■ Work to complete
A. In the forum thread on Short Form 1, what does GouRonin quote Huk Planas as saying?
B. Quote the part of the Short Form 1 thread starting at "## Not Important (Jan 21, 2002)" and ending at "ground with little effort.".

# Short Form 1



## Not Important (Jan 18, 2002)

Who incorporates double factors into their short form 1?

Are these double factors changing the form from blocks to strikes, manipulations, pins or throws?

Or just allowing for us to have more opportunity within the form to do either a block, strike, pin, throw, or manipulation?


----------



## Rob_Broad (Jan 18, 2002)

Double Factoring 

It entails utilizing dual movements to defend yourself.  these moves can incorporate any combination of blocks, parries, and checks.  it also refers to sophisticated moves which are dually defensive and offensive.

That is the technical term.

In lay mans terms one block into an other i.e right inward block folowed by a left block as the right hand chambers into a right backward elbow.


----------



## GouRonin (Jan 20, 2002)

I like to double factor because as Huk Planas says, "You have to open the door, and close the door on the attack."

But I also feel it is part of the Major/Minor concept.


----------



## Rob_Broad (Jan 20, 2002)

I have been told that all blocking is part of Double Factoring.  Does anybody know if it is true?


----------



## Not Important (Jan 21, 2002)

In Short form one if you utilize the double factors, the right hand on the 1st inward block can grab the wrist and the left hand will come across the path of the right hand mainting the wrist in a double factor motion. This will put the opponent in a wrist flex, and when you complete the stance you will throw them to the ground with little effort.

If you look at the form thrown in a combination punch right jab or push, followed by a step through right the right hand will trap the arm and you can utilize the left to control, break, or throw your opponent with the left block as you settle in your stance with little effort.

Please let me know what you all think, and what other areas this happens.


----------



## Rob_Broad (Mar 7, 2002)

As advanced practioners we often say it is much more than it appears, and the beginner looks so hard that they miss the initial lesson.  I think show the form as it should be taugh with out eluding to what else is there and just question people until they find the answers.


----------



## Rob_Broad (Mar 7, 2002)

I remeber this one seminar with some crazy guy form the desert who took short form 1 and then used variable expansion, and most of the class needed a road map to get back to the starting point.


----------



## Rob_Broad (Mar 7, 2002)

> _Originally posted by Goldendragon7 _
> 
> *Did you ask if he also taught map reading?
> 
> :asian: *



Do you teach map reading.  i still remeber the looks on some of the faces when you had them do Short one with cat stances.  Mouths hung open til they almost reached the floor.


----------



## Rob_Broad (Mar 13, 2002)

Lets go  a little deeper on this topic.  I love short form 1.  I often use it when introducing a weapon to the student.  I have seen goldendragon talk about variable expansion on short form one and we did play with it some.  What else can be done with short form one.

■ Rows

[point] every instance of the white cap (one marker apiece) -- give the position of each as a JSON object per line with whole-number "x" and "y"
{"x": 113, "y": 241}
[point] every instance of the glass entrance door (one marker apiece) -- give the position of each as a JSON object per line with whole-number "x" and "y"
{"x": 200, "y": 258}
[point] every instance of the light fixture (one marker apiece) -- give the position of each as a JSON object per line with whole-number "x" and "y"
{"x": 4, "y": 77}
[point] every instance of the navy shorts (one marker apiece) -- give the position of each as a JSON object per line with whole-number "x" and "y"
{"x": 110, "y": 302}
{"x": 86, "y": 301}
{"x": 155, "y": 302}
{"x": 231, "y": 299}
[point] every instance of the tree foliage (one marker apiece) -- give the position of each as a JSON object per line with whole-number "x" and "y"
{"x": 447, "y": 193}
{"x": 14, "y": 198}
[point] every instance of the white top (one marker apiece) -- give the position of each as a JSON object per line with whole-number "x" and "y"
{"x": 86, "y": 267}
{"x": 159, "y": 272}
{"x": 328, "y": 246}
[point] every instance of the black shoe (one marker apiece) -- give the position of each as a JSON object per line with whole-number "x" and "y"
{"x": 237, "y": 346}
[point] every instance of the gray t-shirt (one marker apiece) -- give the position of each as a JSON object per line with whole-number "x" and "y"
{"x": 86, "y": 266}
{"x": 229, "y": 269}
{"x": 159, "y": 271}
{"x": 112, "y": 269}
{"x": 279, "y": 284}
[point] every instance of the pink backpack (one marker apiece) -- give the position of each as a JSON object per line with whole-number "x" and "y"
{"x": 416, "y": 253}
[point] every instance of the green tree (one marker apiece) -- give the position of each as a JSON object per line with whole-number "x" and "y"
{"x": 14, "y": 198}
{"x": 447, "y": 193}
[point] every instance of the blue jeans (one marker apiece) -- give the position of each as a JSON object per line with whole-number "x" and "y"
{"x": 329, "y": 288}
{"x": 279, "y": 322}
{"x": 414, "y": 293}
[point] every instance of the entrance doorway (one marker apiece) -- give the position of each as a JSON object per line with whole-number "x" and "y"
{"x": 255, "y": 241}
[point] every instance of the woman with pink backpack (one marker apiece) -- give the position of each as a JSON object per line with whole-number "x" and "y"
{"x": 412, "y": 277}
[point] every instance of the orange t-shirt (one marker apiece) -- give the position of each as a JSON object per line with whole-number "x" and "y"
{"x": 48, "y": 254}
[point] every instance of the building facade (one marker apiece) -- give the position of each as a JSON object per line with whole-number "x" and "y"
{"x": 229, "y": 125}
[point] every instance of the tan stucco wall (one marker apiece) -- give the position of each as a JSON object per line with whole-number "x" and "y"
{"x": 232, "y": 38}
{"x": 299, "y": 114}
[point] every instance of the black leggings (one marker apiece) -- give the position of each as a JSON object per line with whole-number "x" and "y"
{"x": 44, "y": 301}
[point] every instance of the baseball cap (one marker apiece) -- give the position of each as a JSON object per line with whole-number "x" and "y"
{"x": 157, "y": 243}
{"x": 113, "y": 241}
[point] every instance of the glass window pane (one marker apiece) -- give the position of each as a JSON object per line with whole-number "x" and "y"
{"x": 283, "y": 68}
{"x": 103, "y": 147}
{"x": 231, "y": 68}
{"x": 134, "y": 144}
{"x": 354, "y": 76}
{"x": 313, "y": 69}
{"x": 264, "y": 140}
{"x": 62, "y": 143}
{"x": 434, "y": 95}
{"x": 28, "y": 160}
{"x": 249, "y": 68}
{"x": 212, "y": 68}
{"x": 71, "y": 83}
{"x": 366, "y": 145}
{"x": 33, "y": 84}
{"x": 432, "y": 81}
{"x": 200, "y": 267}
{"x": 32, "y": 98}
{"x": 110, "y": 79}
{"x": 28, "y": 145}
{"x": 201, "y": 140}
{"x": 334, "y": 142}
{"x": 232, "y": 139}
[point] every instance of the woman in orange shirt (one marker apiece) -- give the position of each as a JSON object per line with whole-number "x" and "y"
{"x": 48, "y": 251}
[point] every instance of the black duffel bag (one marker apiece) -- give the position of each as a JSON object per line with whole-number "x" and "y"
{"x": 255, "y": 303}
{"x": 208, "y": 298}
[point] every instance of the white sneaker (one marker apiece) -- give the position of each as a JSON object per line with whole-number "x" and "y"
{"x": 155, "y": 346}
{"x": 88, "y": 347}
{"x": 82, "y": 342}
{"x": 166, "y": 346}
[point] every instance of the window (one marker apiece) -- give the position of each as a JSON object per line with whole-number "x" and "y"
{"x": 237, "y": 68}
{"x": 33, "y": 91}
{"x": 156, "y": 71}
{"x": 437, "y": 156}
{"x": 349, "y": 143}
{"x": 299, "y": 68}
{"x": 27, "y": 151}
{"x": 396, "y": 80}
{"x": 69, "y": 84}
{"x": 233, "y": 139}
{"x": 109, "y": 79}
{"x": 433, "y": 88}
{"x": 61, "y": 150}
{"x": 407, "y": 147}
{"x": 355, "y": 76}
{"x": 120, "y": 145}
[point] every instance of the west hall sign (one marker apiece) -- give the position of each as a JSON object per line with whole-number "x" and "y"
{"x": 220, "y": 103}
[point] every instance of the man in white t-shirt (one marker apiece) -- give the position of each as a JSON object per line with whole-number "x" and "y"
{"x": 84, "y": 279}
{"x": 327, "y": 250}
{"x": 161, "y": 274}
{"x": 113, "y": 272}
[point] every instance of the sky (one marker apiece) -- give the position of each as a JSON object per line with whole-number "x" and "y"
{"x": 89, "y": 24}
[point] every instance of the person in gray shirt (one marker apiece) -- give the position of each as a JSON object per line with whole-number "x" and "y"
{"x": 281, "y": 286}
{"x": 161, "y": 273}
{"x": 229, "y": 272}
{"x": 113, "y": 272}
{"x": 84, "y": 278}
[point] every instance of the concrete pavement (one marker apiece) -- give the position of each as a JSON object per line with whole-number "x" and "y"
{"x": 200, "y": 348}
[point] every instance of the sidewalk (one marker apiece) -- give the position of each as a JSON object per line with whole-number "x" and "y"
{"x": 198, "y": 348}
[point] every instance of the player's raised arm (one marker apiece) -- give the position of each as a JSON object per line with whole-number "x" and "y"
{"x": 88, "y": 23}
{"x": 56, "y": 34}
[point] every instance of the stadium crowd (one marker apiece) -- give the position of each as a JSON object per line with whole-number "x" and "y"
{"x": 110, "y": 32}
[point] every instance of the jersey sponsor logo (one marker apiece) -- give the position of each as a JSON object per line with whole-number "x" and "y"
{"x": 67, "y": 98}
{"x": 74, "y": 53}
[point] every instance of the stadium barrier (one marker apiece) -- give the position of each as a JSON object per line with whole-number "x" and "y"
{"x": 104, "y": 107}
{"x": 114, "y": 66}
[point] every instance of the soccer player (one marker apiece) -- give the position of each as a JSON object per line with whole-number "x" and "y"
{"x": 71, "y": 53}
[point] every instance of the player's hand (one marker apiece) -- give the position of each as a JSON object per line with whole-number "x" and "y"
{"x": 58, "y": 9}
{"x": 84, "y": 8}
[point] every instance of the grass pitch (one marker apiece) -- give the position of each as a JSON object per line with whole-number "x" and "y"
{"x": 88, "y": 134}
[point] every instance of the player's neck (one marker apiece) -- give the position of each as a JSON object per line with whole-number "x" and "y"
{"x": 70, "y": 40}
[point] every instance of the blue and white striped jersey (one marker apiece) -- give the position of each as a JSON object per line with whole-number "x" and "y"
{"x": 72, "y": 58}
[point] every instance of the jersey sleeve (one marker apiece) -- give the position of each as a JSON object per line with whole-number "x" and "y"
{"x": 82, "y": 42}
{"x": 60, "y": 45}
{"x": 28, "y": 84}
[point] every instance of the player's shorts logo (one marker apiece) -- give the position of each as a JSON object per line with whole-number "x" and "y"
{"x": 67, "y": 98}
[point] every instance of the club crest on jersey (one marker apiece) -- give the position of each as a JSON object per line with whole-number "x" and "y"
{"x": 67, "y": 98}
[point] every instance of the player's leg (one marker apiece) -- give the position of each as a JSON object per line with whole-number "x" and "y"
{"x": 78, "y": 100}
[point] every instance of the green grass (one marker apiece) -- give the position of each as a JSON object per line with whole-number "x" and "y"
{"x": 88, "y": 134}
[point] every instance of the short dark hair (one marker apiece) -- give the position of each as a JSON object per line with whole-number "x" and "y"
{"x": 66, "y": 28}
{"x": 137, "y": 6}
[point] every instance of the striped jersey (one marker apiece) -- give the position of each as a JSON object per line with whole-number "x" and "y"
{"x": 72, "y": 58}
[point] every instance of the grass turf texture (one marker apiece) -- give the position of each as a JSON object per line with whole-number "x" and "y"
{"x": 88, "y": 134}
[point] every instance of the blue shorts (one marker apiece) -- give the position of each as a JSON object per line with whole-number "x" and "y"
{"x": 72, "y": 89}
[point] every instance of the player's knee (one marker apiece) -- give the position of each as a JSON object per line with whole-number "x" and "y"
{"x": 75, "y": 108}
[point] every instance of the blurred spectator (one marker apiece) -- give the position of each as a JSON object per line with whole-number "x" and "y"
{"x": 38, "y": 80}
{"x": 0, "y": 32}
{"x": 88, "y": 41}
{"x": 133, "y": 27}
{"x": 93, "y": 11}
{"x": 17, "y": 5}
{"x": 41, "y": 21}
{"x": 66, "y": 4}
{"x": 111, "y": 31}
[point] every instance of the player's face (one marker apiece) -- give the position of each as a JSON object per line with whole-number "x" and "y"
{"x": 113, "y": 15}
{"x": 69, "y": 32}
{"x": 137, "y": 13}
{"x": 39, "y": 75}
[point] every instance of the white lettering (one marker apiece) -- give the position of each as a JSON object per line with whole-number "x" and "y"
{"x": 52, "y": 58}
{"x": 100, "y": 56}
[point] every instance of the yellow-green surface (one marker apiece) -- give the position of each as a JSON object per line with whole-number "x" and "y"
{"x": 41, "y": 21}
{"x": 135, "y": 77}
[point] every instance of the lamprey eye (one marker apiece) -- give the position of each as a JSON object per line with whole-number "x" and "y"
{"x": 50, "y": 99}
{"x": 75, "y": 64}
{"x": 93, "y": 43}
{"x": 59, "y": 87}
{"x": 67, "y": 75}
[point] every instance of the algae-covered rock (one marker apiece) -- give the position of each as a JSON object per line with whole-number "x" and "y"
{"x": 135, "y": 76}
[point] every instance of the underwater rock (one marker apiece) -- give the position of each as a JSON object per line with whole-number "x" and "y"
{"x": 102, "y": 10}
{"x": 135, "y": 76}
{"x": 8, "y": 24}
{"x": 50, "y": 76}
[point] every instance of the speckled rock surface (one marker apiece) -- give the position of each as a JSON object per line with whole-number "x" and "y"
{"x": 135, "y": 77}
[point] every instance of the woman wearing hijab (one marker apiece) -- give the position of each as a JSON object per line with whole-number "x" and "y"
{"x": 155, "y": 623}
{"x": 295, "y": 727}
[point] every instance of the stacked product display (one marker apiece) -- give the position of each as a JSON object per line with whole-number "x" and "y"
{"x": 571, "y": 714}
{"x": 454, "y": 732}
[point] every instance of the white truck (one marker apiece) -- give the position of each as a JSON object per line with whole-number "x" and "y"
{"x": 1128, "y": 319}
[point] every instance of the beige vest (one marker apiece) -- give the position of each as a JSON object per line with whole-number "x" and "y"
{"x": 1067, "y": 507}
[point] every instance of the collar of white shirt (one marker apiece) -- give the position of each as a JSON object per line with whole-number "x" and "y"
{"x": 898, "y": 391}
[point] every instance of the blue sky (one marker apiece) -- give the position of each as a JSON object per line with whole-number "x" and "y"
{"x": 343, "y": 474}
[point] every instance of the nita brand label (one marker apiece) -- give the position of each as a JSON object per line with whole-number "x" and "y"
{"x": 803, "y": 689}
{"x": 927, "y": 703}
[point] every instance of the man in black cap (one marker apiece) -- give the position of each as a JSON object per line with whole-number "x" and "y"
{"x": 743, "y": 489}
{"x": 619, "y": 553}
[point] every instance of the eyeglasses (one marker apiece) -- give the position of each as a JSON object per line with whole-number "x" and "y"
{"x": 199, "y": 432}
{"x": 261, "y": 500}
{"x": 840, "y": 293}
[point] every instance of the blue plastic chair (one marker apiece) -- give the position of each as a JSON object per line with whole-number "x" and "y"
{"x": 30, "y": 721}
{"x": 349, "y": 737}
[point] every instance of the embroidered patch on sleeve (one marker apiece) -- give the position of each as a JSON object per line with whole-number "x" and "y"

■ Results of the tasks
A. "You have to open the door, and close the door on the attack."

B.
## Not Important (Jan 21, 2002)

In Short form one if you utilize the double factors, the right hand on the 1st inward block can grab the wrist and the left hand will come across the path of the right hand mainting the wrist in a double factor motion. This will put the opponent in a wrist flex, and when you complete the stance you will throw them to the ground with little effort.